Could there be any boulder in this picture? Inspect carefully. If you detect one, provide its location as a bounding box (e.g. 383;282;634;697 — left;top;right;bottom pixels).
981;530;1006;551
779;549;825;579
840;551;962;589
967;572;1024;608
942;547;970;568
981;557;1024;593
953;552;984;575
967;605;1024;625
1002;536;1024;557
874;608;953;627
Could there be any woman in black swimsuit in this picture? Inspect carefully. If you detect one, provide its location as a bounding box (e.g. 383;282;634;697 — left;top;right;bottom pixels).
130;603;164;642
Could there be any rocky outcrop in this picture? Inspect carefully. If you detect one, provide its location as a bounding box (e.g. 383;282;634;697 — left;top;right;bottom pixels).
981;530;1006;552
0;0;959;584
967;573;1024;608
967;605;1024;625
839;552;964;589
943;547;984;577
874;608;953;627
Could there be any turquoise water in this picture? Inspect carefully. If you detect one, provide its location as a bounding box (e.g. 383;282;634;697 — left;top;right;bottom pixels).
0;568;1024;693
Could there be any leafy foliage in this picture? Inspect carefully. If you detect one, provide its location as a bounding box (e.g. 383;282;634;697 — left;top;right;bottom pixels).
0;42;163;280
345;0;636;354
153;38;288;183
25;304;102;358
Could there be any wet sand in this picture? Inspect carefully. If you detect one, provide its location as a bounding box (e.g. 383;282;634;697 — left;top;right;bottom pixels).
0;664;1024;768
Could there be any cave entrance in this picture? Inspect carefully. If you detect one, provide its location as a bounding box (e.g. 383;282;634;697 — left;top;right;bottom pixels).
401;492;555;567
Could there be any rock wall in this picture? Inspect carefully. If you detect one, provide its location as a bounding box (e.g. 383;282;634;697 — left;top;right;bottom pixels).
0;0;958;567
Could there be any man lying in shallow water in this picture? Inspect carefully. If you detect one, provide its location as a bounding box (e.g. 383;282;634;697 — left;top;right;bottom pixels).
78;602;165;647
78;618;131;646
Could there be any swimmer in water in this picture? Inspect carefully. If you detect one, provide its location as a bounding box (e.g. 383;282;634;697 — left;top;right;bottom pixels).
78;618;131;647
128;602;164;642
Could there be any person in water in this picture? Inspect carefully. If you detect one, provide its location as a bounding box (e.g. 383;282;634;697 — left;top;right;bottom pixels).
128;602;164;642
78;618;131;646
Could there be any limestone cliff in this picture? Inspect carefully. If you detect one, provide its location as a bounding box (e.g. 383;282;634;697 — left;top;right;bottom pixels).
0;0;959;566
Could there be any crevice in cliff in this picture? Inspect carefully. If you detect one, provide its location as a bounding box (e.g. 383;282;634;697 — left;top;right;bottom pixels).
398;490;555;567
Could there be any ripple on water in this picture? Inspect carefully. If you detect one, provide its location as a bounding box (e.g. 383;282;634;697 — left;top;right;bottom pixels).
******
> [GIVEN REQUEST] Copy every one of the records above, line for line, without changing anything.

> [RESULT OF THIS TASK]
Could there be any boulder in this picture? Inspect carefully. If you detect one, provide its location as a bounding box (e.g. 383;282;634;697 — left;top;right;bottom pixels).
981;530;1006;551
779;549;825;579
840;551;962;589
967;572;1024;608
942;547;970;568
981;557;1024;593
953;552;984;575
967;605;1024;625
1002;536;1024;557
874;608;953;627
Could there be any woman in black swimsuit in this picture? Inspect carefully. If you detect one, provide its location as a bounding box (e.g. 383;282;634;697 — left;top;right;bottom pixels).
130;603;164;642
Could there be any rocky outcrop in this picture? Inspect carefully. If you detect one, provide its location as a bounding box (e.g. 383;282;634;697 — left;top;right;bottom pixels).
981;530;1006;552
0;0;959;584
967;573;1024;608
967;605;1024;625
839;552;964;589
943;547;984;577
874;608;953;627
Could there be any turquoise water in this picture? Inspect carefully. If you detect one, provide its location as a bounding box (e.g. 383;282;634;697 — left;top;right;bottom pixels).
0;568;1024;693
Could there be any leafy foliage in this picture? Inspect carefully. If you detect one, provide its location as a bounding box (e.g. 383;282;634;697 — left;top;right;bottom pixels).
0;42;163;280
345;0;636;354
153;38;288;183
25;304;102;358
Could there be any wet sand in this picture? Inspect carefully. If you detect one, provide its location as a bounding box (e.g. 383;282;634;697 — left;top;right;bottom pixels).
0;664;1024;768
Could there be any cave entrance in this picture? Inspect carefully. If you detect one, provide its location as a bounding box (e.g. 383;282;634;697 — left;top;right;bottom pixels).
401;492;555;567
Could there be any rock wall in this picture? Inspect carefully. If you detect one, provide its location as a bounding box (e.g. 383;282;634;697 — left;top;right;bottom pixels).
0;0;958;567
Could there be any man lying in shallow water in this picture? Inspect carefully. If you detect one, provide its location as a bounding box (e.g. 383;282;634;697 — left;top;right;bottom pixels).
78;602;165;647
78;618;131;646
Could there be any swimmer in water in this picture? Inspect carefully. If you detect one, provide its location as a bounding box (e.g. 383;282;634;697 — left;top;right;bottom pixels).
78;618;131;647
128;602;164;642
Could there be any person in water in this picture? Inspect carefully. If you detect one, provide its location as a bounding box (e.g. 383;282;634;697 — left;top;right;bottom pixels).
128;602;164;642
78;618;131;646
Could there be any limestone cliff in this picture? Inspect carefully. If you detect one, provide its location as a bounding box (e.g. 383;282;634;697 — left;top;right;bottom pixels).
0;0;959;566
Could there be any crevice in cliff in this picture? Inspect carefully. If you detect one, provide its location as a bounding box (e.g. 383;282;634;697 — left;top;right;bottom pixels).
398;490;555;567
Could there be any ripple on water in this picture? Inspect carefully. If you detect one, provide its location as a bounding box (e.g. 383;282;634;697 — left;top;right;bottom pixels).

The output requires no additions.